**作業内容:** 借金の原因を扱った文章にある「借金の原因は、何も買い物やギャンブルなどの浪費だけではありません。」という一文を英語に訳しなさい。

**提示文:**
========================

特に、男性はギャンブル依存症、女性は買い物依存症といった症状で借金を繰り返すことが多いようです。
単なる「買い物好き」「ギャンブル好き」と違って、依存症ではその行為にのめり込んでしまい日常生活に支障を来します。
例えば、買い物依存症では街を歩いていたりインターネット広告を見ていたりするだけで買い物をしたくなったりします。
ギャンブル依存症の中でもパチンコ依存症ならば、ネオンの看板を見たり、パチンコ屋で聞くような音を耳にしたりしても、それがスイッチとなってパチンコをしたくてたまらなくなることがあるようです。
自分と周りの人々と比較してしまう傾向がある場合や、周囲に対して見栄を張ってしまう性格の場合には、周りに合わせて高価なブランド品を買ったり、背伸びをして高級店で食事をしたりすることが多々あります。
このように、他人の目を気にしてしまう方・裕福な生活を自慢をしたいと思ってしまう方も要注意と言えます。
借金の原因は、何も買い物やギャンブルなどの浪費だけではありません。
「生活がだらしない」「金銭管理ができない」だけでなく、単に貧困でお金がなく借金をしてしまう方も多くいます。

========================

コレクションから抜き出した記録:

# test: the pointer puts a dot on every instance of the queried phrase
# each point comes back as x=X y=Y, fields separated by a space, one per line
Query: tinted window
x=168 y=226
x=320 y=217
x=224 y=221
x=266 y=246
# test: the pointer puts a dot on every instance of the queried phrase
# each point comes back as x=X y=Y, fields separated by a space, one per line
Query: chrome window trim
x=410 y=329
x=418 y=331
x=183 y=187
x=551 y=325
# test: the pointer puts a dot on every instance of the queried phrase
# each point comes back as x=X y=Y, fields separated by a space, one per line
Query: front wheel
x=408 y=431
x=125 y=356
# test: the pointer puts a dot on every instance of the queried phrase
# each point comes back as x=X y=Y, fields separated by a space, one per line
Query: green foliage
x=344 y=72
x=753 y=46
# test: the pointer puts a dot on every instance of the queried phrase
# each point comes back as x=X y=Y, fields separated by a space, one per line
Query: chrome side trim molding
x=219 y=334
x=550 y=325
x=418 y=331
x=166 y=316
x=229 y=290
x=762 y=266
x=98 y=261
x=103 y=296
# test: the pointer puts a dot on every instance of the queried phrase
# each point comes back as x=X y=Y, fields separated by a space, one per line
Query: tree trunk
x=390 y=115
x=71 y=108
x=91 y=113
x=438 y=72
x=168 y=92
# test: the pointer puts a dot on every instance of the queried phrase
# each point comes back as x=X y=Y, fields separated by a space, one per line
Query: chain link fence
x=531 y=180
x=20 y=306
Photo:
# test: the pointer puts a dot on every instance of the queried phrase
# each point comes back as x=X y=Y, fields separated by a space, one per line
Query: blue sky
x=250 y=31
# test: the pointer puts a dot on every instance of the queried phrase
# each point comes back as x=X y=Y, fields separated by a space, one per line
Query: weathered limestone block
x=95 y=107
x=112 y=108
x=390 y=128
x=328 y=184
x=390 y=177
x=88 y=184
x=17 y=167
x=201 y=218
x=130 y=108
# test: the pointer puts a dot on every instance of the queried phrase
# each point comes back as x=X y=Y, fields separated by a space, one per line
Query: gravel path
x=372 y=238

========================

**解答:** The causes of debt are by no means limited to wasteful spending such as shopping and gambling.